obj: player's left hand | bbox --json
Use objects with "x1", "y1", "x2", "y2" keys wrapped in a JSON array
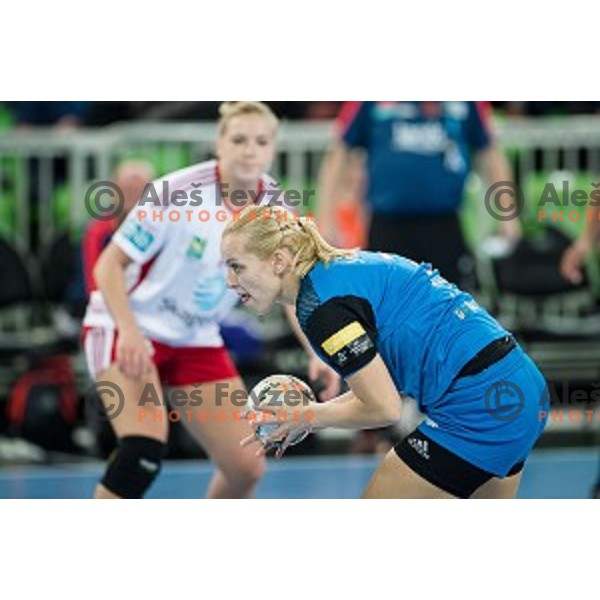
[
  {"x1": 308, "y1": 354, "x2": 340, "y2": 401},
  {"x1": 241, "y1": 403, "x2": 315, "y2": 459}
]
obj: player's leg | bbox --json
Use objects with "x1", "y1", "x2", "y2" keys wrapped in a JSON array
[
  {"x1": 469, "y1": 459, "x2": 525, "y2": 499},
  {"x1": 93, "y1": 364, "x2": 168, "y2": 499},
  {"x1": 84, "y1": 327, "x2": 168, "y2": 499},
  {"x1": 469, "y1": 473, "x2": 522, "y2": 499},
  {"x1": 362, "y1": 448, "x2": 457, "y2": 499},
  {"x1": 363, "y1": 431, "x2": 527, "y2": 499},
  {"x1": 177, "y1": 378, "x2": 266, "y2": 499},
  {"x1": 364, "y1": 427, "x2": 514, "y2": 499}
]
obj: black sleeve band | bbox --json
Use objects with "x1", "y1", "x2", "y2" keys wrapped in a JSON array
[{"x1": 304, "y1": 295, "x2": 378, "y2": 378}]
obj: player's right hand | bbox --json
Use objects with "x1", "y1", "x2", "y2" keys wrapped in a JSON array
[
  {"x1": 116, "y1": 326, "x2": 154, "y2": 380},
  {"x1": 560, "y1": 239, "x2": 589, "y2": 285}
]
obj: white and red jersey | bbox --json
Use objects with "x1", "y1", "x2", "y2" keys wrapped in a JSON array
[{"x1": 83, "y1": 160, "x2": 277, "y2": 347}]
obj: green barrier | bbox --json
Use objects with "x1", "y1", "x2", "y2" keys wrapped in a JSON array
[
  {"x1": 0, "y1": 152, "x2": 21, "y2": 237},
  {"x1": 521, "y1": 171, "x2": 598, "y2": 240},
  {"x1": 0, "y1": 193, "x2": 16, "y2": 237},
  {"x1": 0, "y1": 103, "x2": 14, "y2": 131},
  {"x1": 461, "y1": 171, "x2": 599, "y2": 244},
  {"x1": 461, "y1": 174, "x2": 487, "y2": 249},
  {"x1": 50, "y1": 145, "x2": 195, "y2": 237},
  {"x1": 53, "y1": 183, "x2": 72, "y2": 231}
]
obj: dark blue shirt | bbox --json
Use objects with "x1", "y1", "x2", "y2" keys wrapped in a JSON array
[{"x1": 336, "y1": 101, "x2": 493, "y2": 216}]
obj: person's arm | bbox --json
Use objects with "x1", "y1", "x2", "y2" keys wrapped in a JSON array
[
  {"x1": 316, "y1": 142, "x2": 353, "y2": 243},
  {"x1": 560, "y1": 204, "x2": 600, "y2": 284},
  {"x1": 476, "y1": 144, "x2": 522, "y2": 239},
  {"x1": 468, "y1": 102, "x2": 521, "y2": 240},
  {"x1": 94, "y1": 243, "x2": 138, "y2": 333},
  {"x1": 317, "y1": 102, "x2": 369, "y2": 244},
  {"x1": 310, "y1": 355, "x2": 402, "y2": 429},
  {"x1": 93, "y1": 203, "x2": 169, "y2": 380},
  {"x1": 93, "y1": 243, "x2": 153, "y2": 379},
  {"x1": 282, "y1": 304, "x2": 340, "y2": 401}
]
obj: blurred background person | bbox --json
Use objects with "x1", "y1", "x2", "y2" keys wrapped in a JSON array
[
  {"x1": 317, "y1": 101, "x2": 521, "y2": 454},
  {"x1": 81, "y1": 160, "x2": 155, "y2": 298},
  {"x1": 319, "y1": 101, "x2": 520, "y2": 284}
]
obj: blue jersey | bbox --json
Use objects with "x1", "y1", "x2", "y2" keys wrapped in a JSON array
[
  {"x1": 336, "y1": 101, "x2": 493, "y2": 216},
  {"x1": 296, "y1": 251, "x2": 508, "y2": 413}
]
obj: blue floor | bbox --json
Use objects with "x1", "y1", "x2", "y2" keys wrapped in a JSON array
[{"x1": 0, "y1": 448, "x2": 597, "y2": 499}]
= = = =
WORK ITEM - Apart from the pictures, the entries above are to be repeated in full and exactly.

COMPLETED TASK -
obj: player's left hand | bbox --json
Use objects with "x1", "y1", "x2", "y2" keys wrapped in a JSON array
[
  {"x1": 308, "y1": 354, "x2": 340, "y2": 401},
  {"x1": 241, "y1": 403, "x2": 315, "y2": 459}
]
obj: player's leg | bbox --json
Use objects with "x1", "y1", "x2", "y2" keys wrapped in a JSON array
[
  {"x1": 469, "y1": 459, "x2": 525, "y2": 499},
  {"x1": 93, "y1": 364, "x2": 168, "y2": 499},
  {"x1": 84, "y1": 327, "x2": 168, "y2": 499},
  {"x1": 469, "y1": 473, "x2": 522, "y2": 499},
  {"x1": 362, "y1": 448, "x2": 457, "y2": 499},
  {"x1": 363, "y1": 431, "x2": 527, "y2": 499},
  {"x1": 177, "y1": 378, "x2": 266, "y2": 499},
  {"x1": 364, "y1": 427, "x2": 514, "y2": 499}
]
obj: black sleeve band | bbox --json
Use objects with "x1", "y1", "x2", "y2" keys wrapped in a JSON array
[{"x1": 304, "y1": 295, "x2": 378, "y2": 378}]
obj: player's right hand | bbox --json
Use objects with "x1", "y1", "x2", "y2" keys wrapped in a JSON array
[
  {"x1": 116, "y1": 326, "x2": 154, "y2": 380},
  {"x1": 560, "y1": 239, "x2": 589, "y2": 285}
]
obj: white and red jersey | bbox --json
Use objects with "x1", "y1", "x2", "y2" keys wrapped in a JSON array
[{"x1": 83, "y1": 160, "x2": 277, "y2": 347}]
obj: green barrier | bbox --json
Use objects with "x1", "y1", "x2", "y2" keys wrapped in a JSON array
[
  {"x1": 0, "y1": 152, "x2": 21, "y2": 237},
  {"x1": 521, "y1": 171, "x2": 598, "y2": 240},
  {"x1": 0, "y1": 193, "x2": 16, "y2": 237},
  {"x1": 0, "y1": 103, "x2": 14, "y2": 131},
  {"x1": 461, "y1": 171, "x2": 599, "y2": 244},
  {"x1": 461, "y1": 174, "x2": 487, "y2": 249},
  {"x1": 50, "y1": 145, "x2": 195, "y2": 237},
  {"x1": 53, "y1": 183, "x2": 72, "y2": 231}
]
obj: dark blue shirt | bbox --json
Use objects with "x1", "y1", "x2", "y2" keys wrapped in a JSON array
[{"x1": 336, "y1": 101, "x2": 493, "y2": 216}]
obj: person's arm | bbox --json
Use objects with "x1", "y1", "x2", "y2" keys wrapped in a JSON array
[
  {"x1": 316, "y1": 142, "x2": 353, "y2": 243},
  {"x1": 560, "y1": 204, "x2": 600, "y2": 284},
  {"x1": 476, "y1": 144, "x2": 522, "y2": 239},
  {"x1": 468, "y1": 102, "x2": 521, "y2": 240},
  {"x1": 94, "y1": 243, "x2": 138, "y2": 333},
  {"x1": 317, "y1": 102, "x2": 369, "y2": 244},
  {"x1": 310, "y1": 355, "x2": 402, "y2": 429},
  {"x1": 93, "y1": 203, "x2": 169, "y2": 380},
  {"x1": 93, "y1": 243, "x2": 153, "y2": 379},
  {"x1": 282, "y1": 304, "x2": 340, "y2": 401}
]
obj: blurred background person | bbox --json
Use objects with "x1", "y1", "x2", "y2" keys wrapped in a JSON array
[
  {"x1": 317, "y1": 101, "x2": 521, "y2": 454},
  {"x1": 81, "y1": 160, "x2": 155, "y2": 298},
  {"x1": 319, "y1": 101, "x2": 520, "y2": 284}
]
obj: blue jersey | bbox --json
Use objects with "x1", "y1", "x2", "y2" keys wrapped in a JSON array
[
  {"x1": 336, "y1": 101, "x2": 493, "y2": 216},
  {"x1": 296, "y1": 251, "x2": 508, "y2": 413}
]
obj: blue floor | bbox --json
Use objects with "x1", "y1", "x2", "y2" keys wrapped in a JSON array
[{"x1": 0, "y1": 448, "x2": 597, "y2": 499}]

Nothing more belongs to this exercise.